▶ **INPUT DATA**:
==========

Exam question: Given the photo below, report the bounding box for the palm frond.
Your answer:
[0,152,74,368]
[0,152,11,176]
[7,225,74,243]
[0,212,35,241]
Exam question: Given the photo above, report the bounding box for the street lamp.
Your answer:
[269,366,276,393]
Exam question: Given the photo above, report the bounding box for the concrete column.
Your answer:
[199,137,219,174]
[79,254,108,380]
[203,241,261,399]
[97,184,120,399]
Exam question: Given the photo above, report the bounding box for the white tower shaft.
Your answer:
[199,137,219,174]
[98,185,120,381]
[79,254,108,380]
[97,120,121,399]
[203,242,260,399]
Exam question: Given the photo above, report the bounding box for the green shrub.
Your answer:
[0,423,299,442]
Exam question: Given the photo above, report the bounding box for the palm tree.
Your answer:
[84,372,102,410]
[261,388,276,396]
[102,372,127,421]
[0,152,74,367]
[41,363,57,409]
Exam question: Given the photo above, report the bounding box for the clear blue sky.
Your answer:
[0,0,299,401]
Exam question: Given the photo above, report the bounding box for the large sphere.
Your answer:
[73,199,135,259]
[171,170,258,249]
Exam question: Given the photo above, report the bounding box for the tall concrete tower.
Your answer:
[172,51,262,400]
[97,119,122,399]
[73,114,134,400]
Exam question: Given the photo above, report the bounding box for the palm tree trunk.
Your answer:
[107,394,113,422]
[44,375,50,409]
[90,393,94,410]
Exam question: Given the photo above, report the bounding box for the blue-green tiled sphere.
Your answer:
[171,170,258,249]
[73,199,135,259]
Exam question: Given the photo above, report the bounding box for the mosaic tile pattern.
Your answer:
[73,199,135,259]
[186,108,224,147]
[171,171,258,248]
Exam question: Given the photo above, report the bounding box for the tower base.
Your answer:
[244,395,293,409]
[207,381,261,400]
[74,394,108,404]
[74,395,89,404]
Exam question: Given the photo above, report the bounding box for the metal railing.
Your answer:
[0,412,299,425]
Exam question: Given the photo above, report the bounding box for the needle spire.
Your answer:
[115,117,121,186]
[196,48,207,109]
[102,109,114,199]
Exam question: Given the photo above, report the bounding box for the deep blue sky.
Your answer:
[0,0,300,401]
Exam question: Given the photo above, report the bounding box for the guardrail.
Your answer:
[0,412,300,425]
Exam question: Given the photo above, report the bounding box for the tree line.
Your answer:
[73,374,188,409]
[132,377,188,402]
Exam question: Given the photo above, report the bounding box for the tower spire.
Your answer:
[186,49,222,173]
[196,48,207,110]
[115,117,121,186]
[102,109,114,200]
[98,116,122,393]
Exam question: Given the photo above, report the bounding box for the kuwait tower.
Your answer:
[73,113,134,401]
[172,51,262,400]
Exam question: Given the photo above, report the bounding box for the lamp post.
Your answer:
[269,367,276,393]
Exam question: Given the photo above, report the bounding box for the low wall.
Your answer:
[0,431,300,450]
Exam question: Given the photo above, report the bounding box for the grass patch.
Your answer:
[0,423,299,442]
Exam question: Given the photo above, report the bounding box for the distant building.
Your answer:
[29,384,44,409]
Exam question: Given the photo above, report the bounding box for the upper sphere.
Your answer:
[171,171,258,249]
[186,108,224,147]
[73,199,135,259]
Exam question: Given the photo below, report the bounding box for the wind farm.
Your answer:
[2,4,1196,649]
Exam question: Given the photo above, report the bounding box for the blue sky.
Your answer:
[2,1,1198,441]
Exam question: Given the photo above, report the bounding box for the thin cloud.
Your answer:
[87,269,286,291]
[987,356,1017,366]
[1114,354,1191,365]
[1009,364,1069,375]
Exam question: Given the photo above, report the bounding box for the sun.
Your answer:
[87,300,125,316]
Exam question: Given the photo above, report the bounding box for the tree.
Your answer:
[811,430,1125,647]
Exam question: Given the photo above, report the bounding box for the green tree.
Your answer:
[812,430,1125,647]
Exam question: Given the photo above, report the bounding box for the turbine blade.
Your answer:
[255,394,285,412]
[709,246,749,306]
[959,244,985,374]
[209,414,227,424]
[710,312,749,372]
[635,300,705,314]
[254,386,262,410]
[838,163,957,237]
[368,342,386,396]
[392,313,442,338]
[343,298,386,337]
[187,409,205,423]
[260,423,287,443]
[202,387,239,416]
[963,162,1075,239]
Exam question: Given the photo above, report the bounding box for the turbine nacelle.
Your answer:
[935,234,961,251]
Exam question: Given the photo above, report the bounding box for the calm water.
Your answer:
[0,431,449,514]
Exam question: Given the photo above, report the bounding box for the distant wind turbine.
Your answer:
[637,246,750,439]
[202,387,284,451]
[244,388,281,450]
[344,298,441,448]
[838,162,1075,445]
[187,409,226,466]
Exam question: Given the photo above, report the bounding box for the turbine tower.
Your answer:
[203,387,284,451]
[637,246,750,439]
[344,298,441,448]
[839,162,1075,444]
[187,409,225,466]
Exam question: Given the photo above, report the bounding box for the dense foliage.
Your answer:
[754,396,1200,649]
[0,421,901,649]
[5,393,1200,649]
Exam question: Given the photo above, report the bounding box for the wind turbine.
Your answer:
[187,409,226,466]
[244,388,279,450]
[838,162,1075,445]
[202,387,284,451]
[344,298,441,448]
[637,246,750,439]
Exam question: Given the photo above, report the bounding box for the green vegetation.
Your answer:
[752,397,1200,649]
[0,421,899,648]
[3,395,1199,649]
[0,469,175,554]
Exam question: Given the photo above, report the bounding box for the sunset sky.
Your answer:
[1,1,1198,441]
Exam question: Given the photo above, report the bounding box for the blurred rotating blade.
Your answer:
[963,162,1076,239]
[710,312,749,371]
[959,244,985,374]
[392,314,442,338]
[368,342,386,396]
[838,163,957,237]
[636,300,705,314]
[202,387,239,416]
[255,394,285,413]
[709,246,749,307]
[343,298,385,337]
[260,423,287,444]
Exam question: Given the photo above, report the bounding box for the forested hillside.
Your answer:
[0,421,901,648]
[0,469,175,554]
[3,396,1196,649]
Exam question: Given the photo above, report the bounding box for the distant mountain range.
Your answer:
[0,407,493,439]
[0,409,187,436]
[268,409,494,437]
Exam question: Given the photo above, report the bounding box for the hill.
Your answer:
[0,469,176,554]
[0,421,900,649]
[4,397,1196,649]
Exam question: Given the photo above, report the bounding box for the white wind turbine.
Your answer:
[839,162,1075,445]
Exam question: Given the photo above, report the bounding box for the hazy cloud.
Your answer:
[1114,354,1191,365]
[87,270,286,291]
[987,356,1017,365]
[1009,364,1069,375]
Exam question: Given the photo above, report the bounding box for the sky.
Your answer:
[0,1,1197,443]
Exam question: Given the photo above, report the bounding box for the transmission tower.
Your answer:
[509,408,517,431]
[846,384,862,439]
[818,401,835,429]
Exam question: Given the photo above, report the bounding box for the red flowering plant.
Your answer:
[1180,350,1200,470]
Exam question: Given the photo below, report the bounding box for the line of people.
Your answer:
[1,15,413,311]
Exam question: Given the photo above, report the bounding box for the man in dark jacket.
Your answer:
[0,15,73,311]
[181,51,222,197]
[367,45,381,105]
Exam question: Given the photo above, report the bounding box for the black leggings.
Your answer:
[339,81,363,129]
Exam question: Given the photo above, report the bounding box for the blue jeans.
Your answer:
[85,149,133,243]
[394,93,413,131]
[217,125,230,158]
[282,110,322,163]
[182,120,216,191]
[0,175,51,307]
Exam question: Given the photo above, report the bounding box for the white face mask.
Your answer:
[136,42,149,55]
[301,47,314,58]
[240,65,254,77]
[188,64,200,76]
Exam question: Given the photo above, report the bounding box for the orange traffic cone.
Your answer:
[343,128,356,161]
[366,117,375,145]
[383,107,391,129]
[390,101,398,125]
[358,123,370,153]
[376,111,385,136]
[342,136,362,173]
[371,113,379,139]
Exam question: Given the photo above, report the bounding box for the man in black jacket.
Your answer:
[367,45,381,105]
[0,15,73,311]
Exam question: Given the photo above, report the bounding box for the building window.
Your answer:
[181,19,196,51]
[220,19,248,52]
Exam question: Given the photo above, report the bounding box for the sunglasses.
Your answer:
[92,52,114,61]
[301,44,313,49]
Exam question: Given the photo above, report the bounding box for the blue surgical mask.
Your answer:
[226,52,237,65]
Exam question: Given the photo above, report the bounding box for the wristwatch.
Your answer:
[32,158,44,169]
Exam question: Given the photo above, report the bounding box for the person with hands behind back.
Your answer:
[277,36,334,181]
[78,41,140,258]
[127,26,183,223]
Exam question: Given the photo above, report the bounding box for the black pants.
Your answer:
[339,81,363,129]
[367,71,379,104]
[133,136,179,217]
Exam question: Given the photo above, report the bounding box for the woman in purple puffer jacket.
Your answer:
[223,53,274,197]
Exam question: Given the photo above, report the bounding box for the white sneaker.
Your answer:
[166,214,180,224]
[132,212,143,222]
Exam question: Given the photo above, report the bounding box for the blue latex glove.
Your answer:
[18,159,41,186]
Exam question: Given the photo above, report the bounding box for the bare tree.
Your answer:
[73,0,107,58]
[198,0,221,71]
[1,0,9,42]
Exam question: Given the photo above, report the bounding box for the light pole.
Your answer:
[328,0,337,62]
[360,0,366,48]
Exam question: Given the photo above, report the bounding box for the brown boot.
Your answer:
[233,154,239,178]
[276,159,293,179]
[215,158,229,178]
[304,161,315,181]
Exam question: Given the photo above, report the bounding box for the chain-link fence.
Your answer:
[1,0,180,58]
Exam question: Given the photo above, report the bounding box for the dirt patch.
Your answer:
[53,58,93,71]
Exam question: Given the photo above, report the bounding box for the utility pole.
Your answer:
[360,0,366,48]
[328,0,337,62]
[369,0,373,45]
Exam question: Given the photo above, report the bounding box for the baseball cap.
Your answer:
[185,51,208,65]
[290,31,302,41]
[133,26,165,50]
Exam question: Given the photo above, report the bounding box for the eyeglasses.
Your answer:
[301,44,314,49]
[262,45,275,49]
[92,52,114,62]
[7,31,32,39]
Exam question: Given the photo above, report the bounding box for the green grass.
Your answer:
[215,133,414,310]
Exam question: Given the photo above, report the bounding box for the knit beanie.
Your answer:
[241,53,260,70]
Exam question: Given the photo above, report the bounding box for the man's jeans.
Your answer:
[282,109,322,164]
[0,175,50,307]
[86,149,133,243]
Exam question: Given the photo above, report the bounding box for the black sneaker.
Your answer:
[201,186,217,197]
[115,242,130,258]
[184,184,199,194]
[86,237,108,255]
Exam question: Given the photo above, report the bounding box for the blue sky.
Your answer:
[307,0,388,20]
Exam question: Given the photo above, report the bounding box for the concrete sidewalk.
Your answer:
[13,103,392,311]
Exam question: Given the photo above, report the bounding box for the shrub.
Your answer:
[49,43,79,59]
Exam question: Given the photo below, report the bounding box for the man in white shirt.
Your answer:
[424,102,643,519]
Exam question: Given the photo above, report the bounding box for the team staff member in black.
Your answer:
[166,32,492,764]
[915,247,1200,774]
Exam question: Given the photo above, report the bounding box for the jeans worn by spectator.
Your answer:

==========

▶ **TASK BRIEF**:
Copy out, from the data above, each line where the string "sneaker" is present.

▶ **ANSWER TO THIS TASK**:
Exam question: Given the photo above, report the bounding box for the white sneaker.
Exam question: Given the photo above, report the bounding box for the black sneaker.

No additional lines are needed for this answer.